> **Entries**:
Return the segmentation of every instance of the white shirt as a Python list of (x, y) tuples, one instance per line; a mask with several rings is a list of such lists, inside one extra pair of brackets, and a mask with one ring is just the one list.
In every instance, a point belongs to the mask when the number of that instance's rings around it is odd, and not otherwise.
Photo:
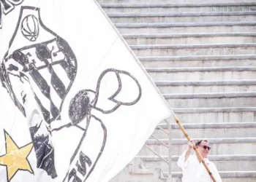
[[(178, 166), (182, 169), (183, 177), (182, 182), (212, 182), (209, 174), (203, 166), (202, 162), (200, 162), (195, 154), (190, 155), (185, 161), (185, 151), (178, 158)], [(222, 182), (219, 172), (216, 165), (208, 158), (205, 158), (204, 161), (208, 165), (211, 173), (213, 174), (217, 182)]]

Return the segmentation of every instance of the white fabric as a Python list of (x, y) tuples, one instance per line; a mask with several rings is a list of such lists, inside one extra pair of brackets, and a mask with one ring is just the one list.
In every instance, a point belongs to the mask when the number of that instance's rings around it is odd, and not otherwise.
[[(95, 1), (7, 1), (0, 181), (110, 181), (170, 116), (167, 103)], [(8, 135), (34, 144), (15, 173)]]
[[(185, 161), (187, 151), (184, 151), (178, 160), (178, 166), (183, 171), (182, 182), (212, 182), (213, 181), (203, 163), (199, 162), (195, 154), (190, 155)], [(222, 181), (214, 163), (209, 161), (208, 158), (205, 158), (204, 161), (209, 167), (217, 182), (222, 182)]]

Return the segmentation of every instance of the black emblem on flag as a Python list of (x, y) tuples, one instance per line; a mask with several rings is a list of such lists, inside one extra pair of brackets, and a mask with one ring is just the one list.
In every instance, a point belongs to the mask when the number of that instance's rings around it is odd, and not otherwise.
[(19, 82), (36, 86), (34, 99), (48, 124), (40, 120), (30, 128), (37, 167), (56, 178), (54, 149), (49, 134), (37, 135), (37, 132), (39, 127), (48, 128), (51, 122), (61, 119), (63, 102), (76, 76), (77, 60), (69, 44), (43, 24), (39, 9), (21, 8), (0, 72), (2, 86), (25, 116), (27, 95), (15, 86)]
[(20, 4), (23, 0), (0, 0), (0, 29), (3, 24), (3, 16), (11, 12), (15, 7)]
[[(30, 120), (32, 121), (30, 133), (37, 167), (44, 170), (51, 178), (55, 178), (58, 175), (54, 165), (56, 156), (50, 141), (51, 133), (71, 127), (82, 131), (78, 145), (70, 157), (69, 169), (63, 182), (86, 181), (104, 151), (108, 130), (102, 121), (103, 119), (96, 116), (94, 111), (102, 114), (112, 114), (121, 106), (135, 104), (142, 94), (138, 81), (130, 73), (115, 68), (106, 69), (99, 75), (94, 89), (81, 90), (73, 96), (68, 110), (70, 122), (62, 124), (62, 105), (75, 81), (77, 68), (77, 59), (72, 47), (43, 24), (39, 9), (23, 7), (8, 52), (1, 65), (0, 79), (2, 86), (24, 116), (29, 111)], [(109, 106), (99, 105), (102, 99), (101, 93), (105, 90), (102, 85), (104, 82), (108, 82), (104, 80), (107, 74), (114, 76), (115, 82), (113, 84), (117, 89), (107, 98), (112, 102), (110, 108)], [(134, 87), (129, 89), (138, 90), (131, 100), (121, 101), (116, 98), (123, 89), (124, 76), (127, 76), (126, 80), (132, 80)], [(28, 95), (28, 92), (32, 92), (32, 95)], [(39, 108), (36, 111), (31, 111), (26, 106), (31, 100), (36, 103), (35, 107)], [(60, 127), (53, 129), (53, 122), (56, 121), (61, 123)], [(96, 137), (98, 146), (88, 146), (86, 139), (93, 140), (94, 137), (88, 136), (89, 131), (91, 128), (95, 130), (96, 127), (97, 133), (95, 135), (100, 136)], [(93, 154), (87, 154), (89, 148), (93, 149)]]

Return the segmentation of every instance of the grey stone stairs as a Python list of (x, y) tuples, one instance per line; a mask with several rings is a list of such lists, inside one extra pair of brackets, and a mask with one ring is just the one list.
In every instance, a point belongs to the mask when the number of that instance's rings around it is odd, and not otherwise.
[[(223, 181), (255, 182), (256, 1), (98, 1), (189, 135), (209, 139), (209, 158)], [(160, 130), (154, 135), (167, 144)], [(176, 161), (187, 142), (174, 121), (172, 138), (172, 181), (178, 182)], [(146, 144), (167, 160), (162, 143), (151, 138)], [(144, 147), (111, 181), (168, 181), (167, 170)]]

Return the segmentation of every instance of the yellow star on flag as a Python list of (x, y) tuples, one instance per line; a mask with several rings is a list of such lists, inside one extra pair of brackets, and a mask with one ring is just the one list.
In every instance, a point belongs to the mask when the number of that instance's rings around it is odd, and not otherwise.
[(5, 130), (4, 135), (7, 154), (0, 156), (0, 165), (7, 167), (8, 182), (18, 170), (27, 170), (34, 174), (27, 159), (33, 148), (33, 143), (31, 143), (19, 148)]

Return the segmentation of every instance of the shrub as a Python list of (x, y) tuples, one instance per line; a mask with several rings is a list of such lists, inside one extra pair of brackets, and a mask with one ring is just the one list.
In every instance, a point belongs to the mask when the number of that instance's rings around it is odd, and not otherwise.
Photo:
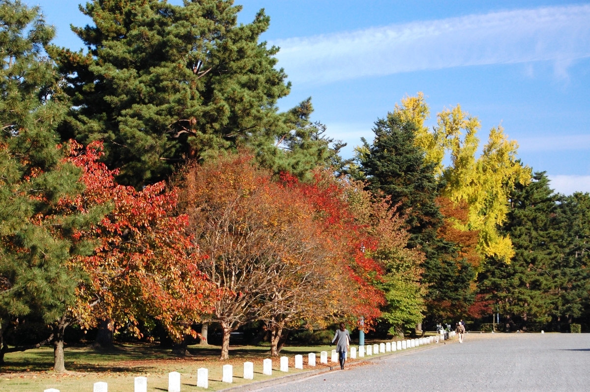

> **Set exercise**: Return every line of the entries above word for word, leaving out the pictures.

> **Completed exercise**:
Return the segmentation of every instance of the white shirt as a Python list of (x, y) tuples, one instance per line; a mask with several rings is a list of such lists, inside one extra pair of brackets, and a mask with one ring is just the one list.
In every instance, a point belongs to the mask when the number of that instance's rings around it is odd, and not otherwise.
Photo:
[[(178, 166), (182, 169), (183, 177), (182, 182), (212, 182), (209, 174), (203, 166), (202, 162), (200, 162), (195, 154), (190, 155), (185, 161), (185, 151), (178, 158)], [(222, 182), (219, 172), (216, 165), (208, 158), (205, 158), (204, 161), (208, 165), (211, 173), (213, 174), (217, 182)]]

Return the segmentation of every instance of the white fabric as a Python list of (x, y) tuples, one instance per line; a mask with several rings is a list of such lists, inside one extra pair of brackets, and a mask with one ring is just the one list.
In every instance, a point belongs to the mask when the number of that instance's rings around it is odd, and not otherwise.
[[(95, 1), (7, 1), (0, 181), (110, 181), (170, 116), (167, 103)], [(8, 135), (34, 144), (15, 173)]]
[[(185, 161), (187, 151), (184, 151), (178, 160), (178, 166), (183, 171), (182, 182), (212, 182), (213, 181), (203, 163), (199, 162), (195, 154), (190, 155)], [(222, 181), (214, 163), (209, 161), (208, 158), (205, 158), (204, 161), (209, 167), (217, 182), (222, 182)]]

Return the segmentation of every instance of the black emblem on flag as a Python list of (x, y) tuples, one instance per line; a mask with several rings is a list of such lists, inside one extra pair of brackets, and a mask with one ring is just the one list.
In every instance, a point belongs to the mask when the number of that instance's rings around it is odd, and not otherwise.
[(19, 82), (36, 86), (34, 99), (48, 124), (40, 120), (30, 128), (37, 167), (56, 178), (54, 149), (49, 134), (37, 135), (37, 132), (39, 127), (48, 128), (51, 122), (61, 119), (63, 102), (76, 76), (77, 60), (69, 44), (43, 24), (39, 9), (21, 8), (0, 72), (2, 86), (25, 116), (27, 95), (15, 86)]
[(20, 4), (23, 0), (0, 0), (0, 29), (3, 24), (3, 16), (11, 12), (15, 7)]
[[(30, 120), (32, 121), (30, 133), (37, 167), (44, 170), (51, 178), (55, 178), (58, 175), (54, 165), (56, 156), (50, 141), (51, 133), (71, 127), (82, 131), (78, 145), (70, 157), (69, 169), (63, 182), (86, 181), (104, 151), (108, 130), (102, 121), (103, 119), (96, 116), (94, 111), (102, 114), (112, 114), (121, 106), (135, 104), (142, 94), (138, 81), (130, 73), (115, 68), (106, 69), (99, 75), (94, 89), (81, 90), (73, 96), (68, 110), (70, 122), (62, 124), (62, 105), (75, 81), (77, 68), (77, 59), (72, 47), (43, 24), (39, 9), (23, 7), (8, 52), (1, 65), (0, 79), (2, 86), (24, 116), (29, 111)], [(109, 106), (99, 105), (102, 99), (101, 93), (105, 90), (102, 85), (104, 82), (108, 82), (104, 80), (107, 74), (114, 76), (115, 82), (113, 84), (117, 89), (107, 98), (112, 102), (110, 108)], [(134, 87), (129, 89), (138, 90), (131, 100), (121, 101), (116, 98), (123, 89), (124, 76), (127, 76), (126, 80), (132, 80)], [(28, 95), (28, 92), (32, 92), (32, 95)], [(39, 108), (36, 111), (31, 111), (26, 106), (31, 100), (36, 103), (35, 107)], [(60, 127), (53, 129), (53, 122), (56, 121), (61, 123)], [(96, 137), (98, 146), (88, 146), (86, 139), (93, 140), (94, 137), (88, 136), (89, 131), (91, 128), (95, 130), (96, 127), (97, 133), (95, 135), (100, 136)], [(93, 154), (87, 154), (89, 148), (93, 149)]]

Return the segmentation of every instance of the grey stone stairs as a Python list of (x, y) tuples, one instance per line; a mask with several rings is a list of such lists, inside one extra pair of brackets, and a mask with one ring is just the one list.
In every instance, a point belongs to the mask when the number of that instance's rings around it is odd, and not otherwise.
[[(223, 181), (255, 182), (256, 1), (98, 1), (189, 135), (209, 139), (209, 158)], [(160, 130), (154, 135), (167, 144)], [(176, 161), (187, 142), (174, 121), (172, 138), (172, 181), (178, 182)], [(146, 144), (167, 160), (162, 143), (151, 138)], [(144, 147), (111, 181), (168, 181), (167, 170)]]

Return the segmentation of every instance of the yellow star on flag as a Python list of (x, y) tuples, one instance per line; a mask with several rings is a list of such lists, inside one extra pair of brackets, and a mask with one ring is just the one list.
In every instance, a point belongs to the mask when the number of that instance's rings around it is odd, and not otherwise.
[(5, 130), (4, 135), (7, 154), (0, 156), (0, 165), (7, 167), (8, 182), (18, 170), (27, 170), (34, 174), (27, 159), (33, 148), (33, 143), (31, 143), (19, 148)]

Return the segmentation of every instance of the shrub as a Python list of (x, y) tuples, one instance per line; a mask with several rings is a list of such lists, inside one extra pair of brackets, and a mask with one ring is just the one list.
In every instance, a point belongs to the mask when the number of that instance's rings around it is odd, and not otherwise.
Photo:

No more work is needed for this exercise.